→ **Task instructions**:
Quote every line of the material beneath this one.
┏━━
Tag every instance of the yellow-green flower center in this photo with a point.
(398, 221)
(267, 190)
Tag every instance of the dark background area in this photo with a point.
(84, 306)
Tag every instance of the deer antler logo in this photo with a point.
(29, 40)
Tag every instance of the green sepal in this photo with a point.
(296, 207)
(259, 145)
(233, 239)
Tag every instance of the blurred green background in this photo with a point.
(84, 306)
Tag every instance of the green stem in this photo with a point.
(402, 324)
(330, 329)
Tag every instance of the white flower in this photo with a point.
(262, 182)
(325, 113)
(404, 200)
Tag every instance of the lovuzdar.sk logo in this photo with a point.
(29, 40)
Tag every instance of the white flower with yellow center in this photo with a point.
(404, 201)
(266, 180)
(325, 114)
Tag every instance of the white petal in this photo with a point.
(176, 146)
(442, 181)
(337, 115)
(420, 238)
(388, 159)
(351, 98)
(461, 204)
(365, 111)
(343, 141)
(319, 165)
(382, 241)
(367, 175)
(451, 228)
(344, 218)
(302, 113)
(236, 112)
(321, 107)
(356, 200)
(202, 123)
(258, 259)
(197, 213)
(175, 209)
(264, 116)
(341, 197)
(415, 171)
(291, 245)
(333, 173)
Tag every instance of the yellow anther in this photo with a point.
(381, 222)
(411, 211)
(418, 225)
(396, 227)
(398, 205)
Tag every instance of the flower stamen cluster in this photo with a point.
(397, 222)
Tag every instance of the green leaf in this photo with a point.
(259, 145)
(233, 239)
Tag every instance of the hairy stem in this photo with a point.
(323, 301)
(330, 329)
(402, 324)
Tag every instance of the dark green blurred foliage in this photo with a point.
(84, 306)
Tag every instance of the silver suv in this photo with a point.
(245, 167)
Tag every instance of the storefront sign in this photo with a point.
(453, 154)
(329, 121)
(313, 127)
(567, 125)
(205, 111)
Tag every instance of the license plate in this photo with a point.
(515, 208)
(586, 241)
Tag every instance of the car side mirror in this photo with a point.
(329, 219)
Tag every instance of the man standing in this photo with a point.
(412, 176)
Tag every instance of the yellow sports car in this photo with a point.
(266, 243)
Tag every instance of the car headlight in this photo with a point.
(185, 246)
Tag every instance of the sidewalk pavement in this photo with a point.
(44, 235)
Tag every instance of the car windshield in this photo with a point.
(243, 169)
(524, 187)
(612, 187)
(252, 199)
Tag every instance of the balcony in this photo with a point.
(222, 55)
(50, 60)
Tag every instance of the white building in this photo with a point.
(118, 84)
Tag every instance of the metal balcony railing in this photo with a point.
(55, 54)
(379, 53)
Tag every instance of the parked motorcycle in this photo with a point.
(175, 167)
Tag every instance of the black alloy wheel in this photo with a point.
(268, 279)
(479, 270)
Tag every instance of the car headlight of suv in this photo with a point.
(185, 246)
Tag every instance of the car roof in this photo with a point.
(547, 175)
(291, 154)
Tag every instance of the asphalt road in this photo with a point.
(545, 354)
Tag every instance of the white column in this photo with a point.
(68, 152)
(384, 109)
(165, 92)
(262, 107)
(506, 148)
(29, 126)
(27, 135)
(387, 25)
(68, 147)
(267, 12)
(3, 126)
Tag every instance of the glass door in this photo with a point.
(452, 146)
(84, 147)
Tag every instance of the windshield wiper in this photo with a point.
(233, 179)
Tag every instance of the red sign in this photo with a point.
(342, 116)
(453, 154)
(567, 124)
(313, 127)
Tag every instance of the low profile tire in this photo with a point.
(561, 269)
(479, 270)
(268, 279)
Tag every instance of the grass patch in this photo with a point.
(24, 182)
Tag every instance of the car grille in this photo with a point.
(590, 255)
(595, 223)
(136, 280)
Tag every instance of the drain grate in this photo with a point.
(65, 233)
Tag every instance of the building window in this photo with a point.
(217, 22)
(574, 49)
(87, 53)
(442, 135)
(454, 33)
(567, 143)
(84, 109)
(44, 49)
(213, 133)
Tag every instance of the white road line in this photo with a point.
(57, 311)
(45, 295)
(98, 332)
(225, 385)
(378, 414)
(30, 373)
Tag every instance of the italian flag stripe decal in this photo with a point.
┗━━
→ **Written solution**:
Tag every instance of the yellow-green flower center in this photo with a point.
(398, 221)
(267, 190)
Tag every instance of the dark background area in this photo with a point.
(84, 306)
Tag every instance of the deer antler logo in this photo with a point.
(29, 40)
Tag every instance of the green sepal in this photo with a point.
(296, 207)
(259, 145)
(233, 239)
Tag every instance of the blurred green background in this photo with a point.
(84, 306)
Tag every instance of the green stem in this photo with a point.
(402, 324)
(330, 329)
Tag every instance of the white flower in this photo with a point.
(262, 182)
(325, 113)
(404, 200)
Tag every instance of the lovuzdar.sk logo in this photo with a point.
(29, 40)
Tag every instance of the white flower with yellow center in this photo with a point.
(404, 201)
(266, 180)
(325, 114)
Tag every instance of the white petal in this photo with a point.
(176, 146)
(442, 181)
(337, 115)
(420, 238)
(388, 159)
(351, 98)
(461, 204)
(365, 111)
(343, 141)
(319, 165)
(382, 241)
(367, 175)
(451, 228)
(344, 218)
(302, 113)
(236, 112)
(321, 107)
(356, 200)
(202, 123)
(258, 259)
(197, 213)
(175, 209)
(264, 116)
(341, 197)
(415, 171)
(291, 245)
(333, 173)
Tag every instance of the yellow anther in this photo with a point.
(381, 222)
(411, 211)
(418, 225)
(396, 227)
(398, 205)
Tag every instance of the flower stamen cluster in this photo with a point.
(397, 222)
Tag every instance of the green leaf in this photo with a point.
(259, 145)
(233, 239)
Tag every instance of the hairy stem in this photo with a point.
(323, 301)
(330, 329)
(402, 324)
Tag every instance of the dark green blurred foliage in this photo with a point.
(84, 306)
Tag every instance of the silver suv in this photo with a point.
(245, 167)
Tag every instance of the storefront sign in this photo with a point.
(453, 154)
(329, 121)
(313, 127)
(567, 125)
(205, 111)
Tag every instance of the license plate in this photo with a point.
(515, 208)
(586, 241)
Tag every instance of the car side mirror in this photo with a point.
(329, 219)
Tag every instance of the man standing in this photo with a point.
(412, 176)
Tag every instance of the yellow sports car in this photo with a point.
(266, 243)
Tag every instance of the car headlight in this photo with a point.
(185, 246)
Tag every instance of the sidewalk pavement in this photo with a point.
(44, 235)
Tag every instance of the car windshield in this photo with a point.
(243, 169)
(524, 187)
(612, 187)
(252, 199)
Tag every instance of the balcony in this photo with a point.
(222, 55)
(50, 60)
Tag every instance of the white building in this photo with a point.
(118, 84)
Tag every instance of the metal balcony railing in this photo with a point.
(55, 54)
(379, 53)
Tag every instance of the parked motorcycle in this photo with a point.
(175, 167)
Tag every instance of the black alloy wheel in this photo with a point.
(268, 279)
(479, 270)
Tag every instance of the car headlight of suv in this photo with a point.
(185, 246)
Tag every instance of the car roof in this photo with a point.
(547, 175)
(291, 154)
Tag every instance of the asphalt road in this photo with a point.
(545, 354)
Tag every instance of the white column in this photo with a point.
(68, 152)
(384, 109)
(165, 92)
(262, 107)
(506, 148)
(29, 126)
(27, 135)
(387, 25)
(68, 147)
(267, 12)
(3, 126)
Tag every instance of the glass door in this photo with a point.
(452, 146)
(84, 147)
Tag every instance of the windshield wiper in this photo with a point.
(233, 179)
Tag every instance of the red sign in this photo with a point.
(342, 116)
(453, 154)
(567, 124)
(313, 127)
Tag every instance of the low profile tire in this photo with a point.
(561, 269)
(479, 270)
(268, 279)
Tag every instance of the grass patch in this photo with a point.
(24, 182)
Tag every instance of the car grille in this photo with a point.
(590, 255)
(595, 223)
(136, 280)
Tag every instance of the drain grate in this photo with a point.
(65, 233)
Tag every instance of the building window in this photo with a point.
(217, 22)
(574, 49)
(87, 53)
(442, 135)
(454, 33)
(567, 143)
(84, 109)
(44, 49)
(213, 133)
Tag every instance of the white road line in this photo with a point.
(57, 311)
(45, 295)
(98, 332)
(225, 385)
(378, 414)
(30, 373)
Tag every instance of the italian flag stripe decal in this photo with a point.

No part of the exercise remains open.